→ Challenge
Copy out all the entries below, swapping "ring rule" for "fill rule" and leaving everything else untouched.

→ Listed entries
==============================

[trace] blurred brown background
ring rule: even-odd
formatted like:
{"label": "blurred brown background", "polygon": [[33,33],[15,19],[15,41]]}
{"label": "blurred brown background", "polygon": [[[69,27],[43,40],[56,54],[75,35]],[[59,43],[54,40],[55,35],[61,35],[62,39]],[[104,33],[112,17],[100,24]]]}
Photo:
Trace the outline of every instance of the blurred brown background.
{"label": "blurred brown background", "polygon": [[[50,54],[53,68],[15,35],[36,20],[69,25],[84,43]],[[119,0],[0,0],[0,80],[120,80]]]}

==============================

→ Correct output
[trace] blurred brown background
fill rule: even-odd
formatted like:
{"label": "blurred brown background", "polygon": [[33,33],[15,19],[15,41]]}
{"label": "blurred brown background", "polygon": [[[69,27],[43,40],[56,54],[75,35]],[[59,43],[54,40],[55,35],[61,35],[62,39]],[[104,33],[112,17],[100,24]]]}
Photo:
Trace the outline of every instance of the blurred brown background.
{"label": "blurred brown background", "polygon": [[[50,54],[53,68],[15,35],[36,20],[69,25],[84,43]],[[119,0],[0,0],[0,80],[120,80]]]}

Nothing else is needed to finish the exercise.